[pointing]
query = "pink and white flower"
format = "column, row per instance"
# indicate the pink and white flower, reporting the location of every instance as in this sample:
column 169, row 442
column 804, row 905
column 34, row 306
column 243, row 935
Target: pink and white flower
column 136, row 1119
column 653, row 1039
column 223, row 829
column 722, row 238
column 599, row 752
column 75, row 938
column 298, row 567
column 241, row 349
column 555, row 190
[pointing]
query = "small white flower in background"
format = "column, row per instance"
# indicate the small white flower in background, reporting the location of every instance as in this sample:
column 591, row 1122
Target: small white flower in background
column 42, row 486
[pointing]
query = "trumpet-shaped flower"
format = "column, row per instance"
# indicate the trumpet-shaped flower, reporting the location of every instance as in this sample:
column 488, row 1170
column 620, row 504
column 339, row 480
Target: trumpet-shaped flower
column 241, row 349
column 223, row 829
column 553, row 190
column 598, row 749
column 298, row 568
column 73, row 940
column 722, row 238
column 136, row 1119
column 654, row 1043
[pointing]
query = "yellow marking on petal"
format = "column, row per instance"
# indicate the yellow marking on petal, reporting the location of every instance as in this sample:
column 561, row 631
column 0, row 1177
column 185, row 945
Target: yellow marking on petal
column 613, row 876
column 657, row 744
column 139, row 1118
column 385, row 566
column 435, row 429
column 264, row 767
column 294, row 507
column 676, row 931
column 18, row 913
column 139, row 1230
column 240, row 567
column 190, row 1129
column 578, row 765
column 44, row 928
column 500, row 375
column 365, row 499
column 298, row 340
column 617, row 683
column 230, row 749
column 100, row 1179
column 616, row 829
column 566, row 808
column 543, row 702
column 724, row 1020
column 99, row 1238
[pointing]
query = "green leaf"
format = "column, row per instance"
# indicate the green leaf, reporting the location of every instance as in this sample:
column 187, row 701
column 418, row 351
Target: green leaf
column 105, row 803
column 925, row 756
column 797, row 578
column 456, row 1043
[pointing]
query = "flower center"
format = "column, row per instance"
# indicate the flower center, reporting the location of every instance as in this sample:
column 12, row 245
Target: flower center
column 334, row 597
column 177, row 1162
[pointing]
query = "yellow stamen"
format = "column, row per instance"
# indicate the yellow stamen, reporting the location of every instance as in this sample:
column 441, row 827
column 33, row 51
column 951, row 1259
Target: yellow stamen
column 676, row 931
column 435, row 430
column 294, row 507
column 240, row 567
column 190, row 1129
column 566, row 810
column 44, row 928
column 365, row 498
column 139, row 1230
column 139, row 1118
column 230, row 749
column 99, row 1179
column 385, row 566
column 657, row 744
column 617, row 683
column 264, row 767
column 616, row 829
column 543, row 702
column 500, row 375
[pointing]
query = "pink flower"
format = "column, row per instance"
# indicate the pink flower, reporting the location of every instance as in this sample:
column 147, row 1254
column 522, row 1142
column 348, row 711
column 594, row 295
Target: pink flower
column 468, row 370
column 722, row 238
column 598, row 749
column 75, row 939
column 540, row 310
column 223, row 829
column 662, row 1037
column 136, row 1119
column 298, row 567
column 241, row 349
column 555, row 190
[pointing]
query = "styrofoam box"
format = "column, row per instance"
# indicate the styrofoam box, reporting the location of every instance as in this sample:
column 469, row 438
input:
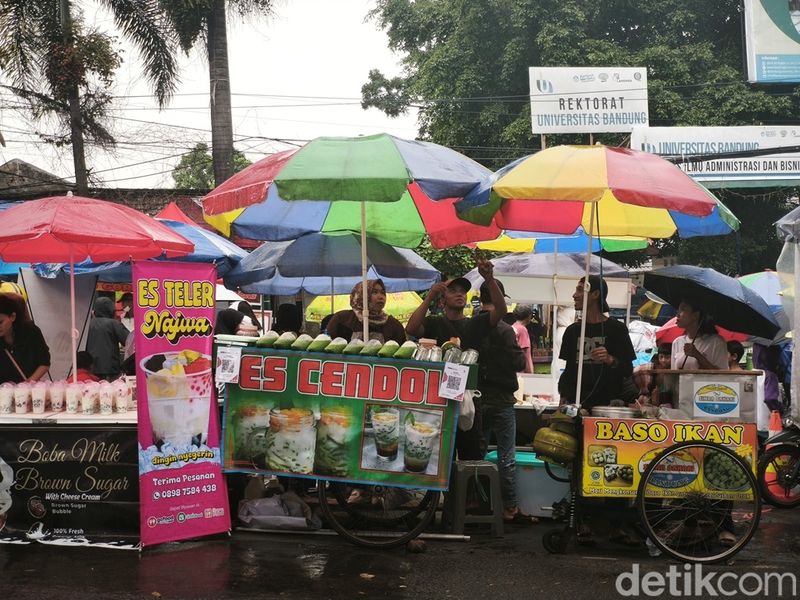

========================

## Goal of the exercise
The string "query" appears on some lines of the data; count those lines and report only how many there are.

## Solution to this task
9